**Excerpted passage**.

<<<<

Select For Update – In What Order are the Rows Locked?

21 11 2011

November 21, 2011

A recent thread in the comp.databases.oracle.server usenet group asked whether or not a SELECT FOR UPDATE statement locks rows in the order specified by the ORDER BY clause.  Why might this be an important question?  Possibly if the SKIP LOCKED clause is implemented in the SELECT FOR UPDATE statement?  Possibly if a procedure is hanging, and it is important to know at what point an enqueue happened?  Any other reasons?

Without testing, I would have suggested that the rows are locked as the rows are read from the table blocks, and not after the ORDER BY clause alters the order of the rows.  Why?  Oracle Database is fundamentally lazy, or put another way, fundamentally efficient – in general it does not perform unnecessary work.  Locking the rows after applying the ORDER BY clause would require a second visit to the table blocks (possibly having to visit each block multiple times to lock different rows in the same block) in the order specified by the ORDER BY clause.  Such an approach could be incredibly inefficient and also error prone (what happens if a row was locked by a second session while the first session was sorting the rows per the ORDER BY clause?).

We could guess, but why guess when we are able to easily test the theory?  Let’s create a simple table with 10,000 rows:

DROP TABLE T1 PURGE;

CREATE TABLE T1 AS
SELECT
  ROWNUM C1,
  RPAD('A',255,'A') C2
FROM
  DUAL
CONNECT BY
  LEVEL<=10000;

COMMIT; 

Now we need 2 sessions (I will call them Session 1 and Session 2).  We will execute the same SELECT FOR UPDATE statement in both sessions, with Session 1 first selecting the table rows in ascending order and then Session 2 selecting the table rows in descending order.  If the ORDER BY clause determines the order in which the rows are locked, the row with a C1 value of 10,000 should be identified as the row that caused the enqueue because that is the first row that should be returned to Session 2.

In Session 1:

SELECT
  C1,
  C2
FROM
  T1
WHERE
  MOD(C1,100)=0
ORDER BY
  C1
FOR UPDATE; 

In Session 2:

SELECT
  C1,
  C2
FROM
  T1
WHERE
  MOD(C1,100)=0
ORDER BY
  C1 DESC
FOR UPDATE; 

(Session 2 is hung)

Let’s try to identify the row that Session 2 is waiting to lock.  There are a couple of ways to accomplish this task (on Oracle Database 10.1 and higher the join to the V$SESSION_WAIT view is unnecessary because that information is found in V$SESSION).

>>>>

(A few records)

<<<<

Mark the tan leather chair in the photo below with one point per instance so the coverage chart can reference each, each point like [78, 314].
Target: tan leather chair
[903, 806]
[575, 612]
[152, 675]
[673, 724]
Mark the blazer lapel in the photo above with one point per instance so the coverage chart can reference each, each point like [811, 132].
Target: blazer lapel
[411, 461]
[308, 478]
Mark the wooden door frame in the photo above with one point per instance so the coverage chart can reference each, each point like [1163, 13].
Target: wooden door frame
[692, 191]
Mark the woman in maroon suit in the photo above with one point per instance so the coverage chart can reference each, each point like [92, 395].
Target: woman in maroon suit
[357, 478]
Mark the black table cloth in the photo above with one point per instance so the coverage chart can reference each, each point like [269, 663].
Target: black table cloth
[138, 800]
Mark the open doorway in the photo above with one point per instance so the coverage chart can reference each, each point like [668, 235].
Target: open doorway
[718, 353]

>>>>

**Work to do**.
- a) In the post on row locking with SELECT FOR UPDATE, which usenet group hosted the thread that raised the question?
- b) Duplicate the passage of the row-locking post that begins at the words "November 21, 2011" and stops after "Any other reasons?".

**Task-by-task results**.
- a) comp.databases.oracle.server

- b)
November 21, 2011

A recent thread in the comp.databases.oracle.server usenet group asked whether or not a SELECT FOR UPDATE statement locks rows in the order specified by the ORDER BY clause.  Why might this be an important question?  Possibly if the SKIP LOCKED clause is implemented in the SELECT FOR UPDATE statement?  Possibly if a procedure is hanging, and it is important to know at what point an enqueue happened?  Any other reasons?